▶ [Stated goal 1] In the film review, which actor plays Abigail?

▶ [Extracted text]

┌──

Poor planning on the part of the crew, the absenteeism of a drunken captain played by Woody Harrelson and a seasickness-inducing storm conspire to graphically upend the cruise’s centerpiece dinner and send everyone careening headlong into a tsunami of vomit that becomes a metaphor for a playful and half-sincere clash of views between socialism and capitalism. (This sequence, the turning point that radically redirects the film’s arc and casts everything into uncertainty, is partly set to the excellent song “New Noise” by the Marxist hardcore punk band Refused, whom I’m sure were fairly or perhaps even handsomely compensated for having their song utilized in an award-winning international A-list picture.)
Eventually the wayward ship is beset by even more menacing circumstances that leave a limited number of survivors, including Carl and Yaya, in an isolated and desperate situation in which their societal microcosm gets disordered still further. Östlund already established in the first act that Carl and Yaya exist in an environment where the usual juncture of sex, power and money has been scrambled, but now they and the others are cast into a survival situation in which the masque of social roles have been forcibly stripped away and all that counts is who is the most competent — that is to say, who controls the means of production. Since the only survivor who has the skill to keep everyone alive is a middle-aged Filipina toilet-cleaner from the yacht named Abigail, it is this most unlikely of characters who becomes the capitalist boss of this tiny rebooted market economy. (Abigail’s character, the unforeseen key to the story working effectively, is handled with elan by an actor named Dolly De Leon.)
Sex, money and power have now been thoroughly realigned under the full control of the type of person who had the least of any of them under the complex strictures of the old setup. The frightening, funny, kick-in-the-teeth irony of the film’s conclusion, left ambiguous enough for us to infer the worst for ourselves, suggests that the practicalities of group survival can’t outrun the avarice of those who have managed to seize control of the flow of capital. The film’s parting image finds Carl, played by Harris Dickinson, quite literally running to forestall a descent into brute-force control on the part of Abigail. We are left both shaken and reassured to find that a petite, aging, childless Asian cleaning woman, given the chance, can be just as unscrupulous and heartless a robber baron as any other asshole human.
MAKE UP YOUR MIND
I’m still working my way through the color Sunday strips in my Popeye book; not much to report there. I’ve also finished the scholarly introduction to a paperback copy of Aristotle’s Poetics that I found earlier this year in a box on the street outside a San Francisco bookstore. I’ll start in on the text itself when I feel like it. Here are my promises to you from writer to reader:
I will read every word of these Poetics.
I will feel good about myself for notching up an Aristotle book on the complete reading list.

└──

▶ [Stated goal 2] How many lines of the records below contain the string "dark", with case counting? Reply with the number only.

Raw records:
┌──

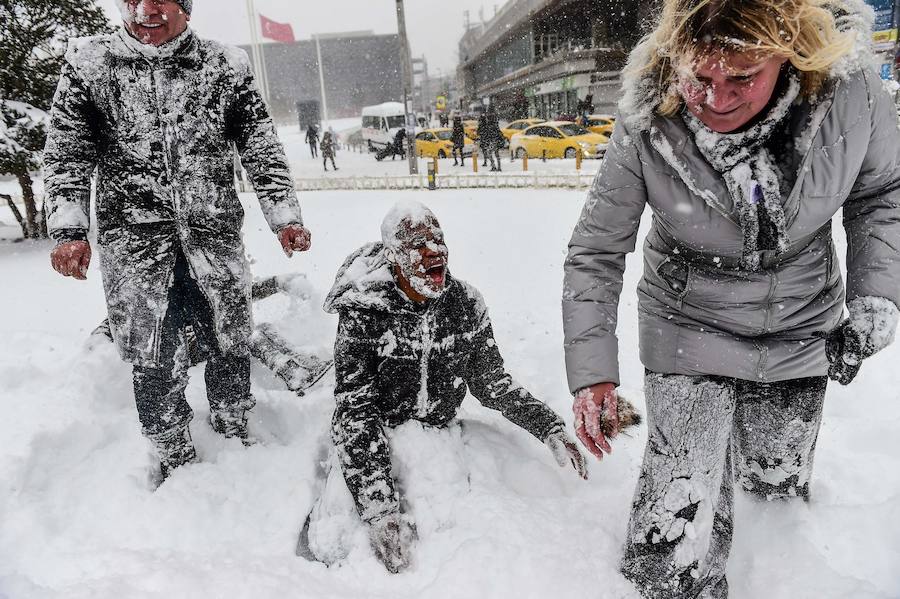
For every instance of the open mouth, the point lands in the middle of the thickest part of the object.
(435, 274)
(723, 114)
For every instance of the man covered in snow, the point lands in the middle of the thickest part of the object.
(411, 340)
(158, 112)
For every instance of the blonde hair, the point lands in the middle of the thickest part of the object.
(802, 31)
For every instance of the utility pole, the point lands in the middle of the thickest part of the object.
(406, 60)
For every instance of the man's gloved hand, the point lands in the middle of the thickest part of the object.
(869, 329)
(567, 453)
(72, 259)
(294, 237)
(391, 537)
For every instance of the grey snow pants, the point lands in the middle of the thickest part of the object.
(704, 434)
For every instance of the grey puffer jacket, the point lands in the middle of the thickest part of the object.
(160, 126)
(699, 311)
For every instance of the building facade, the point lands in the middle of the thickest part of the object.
(359, 68)
(542, 58)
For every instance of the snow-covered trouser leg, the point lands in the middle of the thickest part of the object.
(159, 390)
(679, 534)
(775, 431)
(680, 531)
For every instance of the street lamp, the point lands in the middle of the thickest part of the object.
(406, 60)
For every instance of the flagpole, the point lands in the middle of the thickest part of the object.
(253, 55)
(321, 80)
(262, 51)
(259, 56)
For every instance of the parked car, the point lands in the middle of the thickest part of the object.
(381, 124)
(518, 126)
(599, 123)
(558, 139)
(435, 143)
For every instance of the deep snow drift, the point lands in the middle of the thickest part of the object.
(496, 516)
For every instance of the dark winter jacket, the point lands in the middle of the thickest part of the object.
(160, 125)
(700, 311)
(397, 361)
(458, 134)
(327, 146)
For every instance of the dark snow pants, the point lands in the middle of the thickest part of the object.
(705, 433)
(159, 392)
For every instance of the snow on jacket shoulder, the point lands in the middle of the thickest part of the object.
(699, 313)
(160, 126)
(396, 361)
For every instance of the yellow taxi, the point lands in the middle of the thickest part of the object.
(558, 139)
(471, 128)
(599, 123)
(518, 126)
(435, 143)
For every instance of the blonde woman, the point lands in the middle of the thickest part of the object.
(746, 126)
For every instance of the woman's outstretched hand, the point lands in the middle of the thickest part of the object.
(597, 417)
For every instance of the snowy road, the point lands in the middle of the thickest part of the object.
(497, 518)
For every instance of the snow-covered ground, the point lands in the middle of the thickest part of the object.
(496, 517)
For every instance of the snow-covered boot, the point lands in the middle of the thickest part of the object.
(392, 537)
(232, 423)
(174, 448)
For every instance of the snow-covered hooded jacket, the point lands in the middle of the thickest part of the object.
(396, 361)
(160, 125)
(700, 310)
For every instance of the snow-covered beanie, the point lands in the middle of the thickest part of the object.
(751, 173)
(406, 211)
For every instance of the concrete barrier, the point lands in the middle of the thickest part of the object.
(449, 181)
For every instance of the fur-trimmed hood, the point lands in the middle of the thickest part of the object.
(642, 91)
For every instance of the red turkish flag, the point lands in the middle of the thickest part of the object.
(280, 32)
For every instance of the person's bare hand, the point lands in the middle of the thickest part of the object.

└──

▶ [Exercise result 1] Dolly De Leon

▶ [Exercise result 2] 2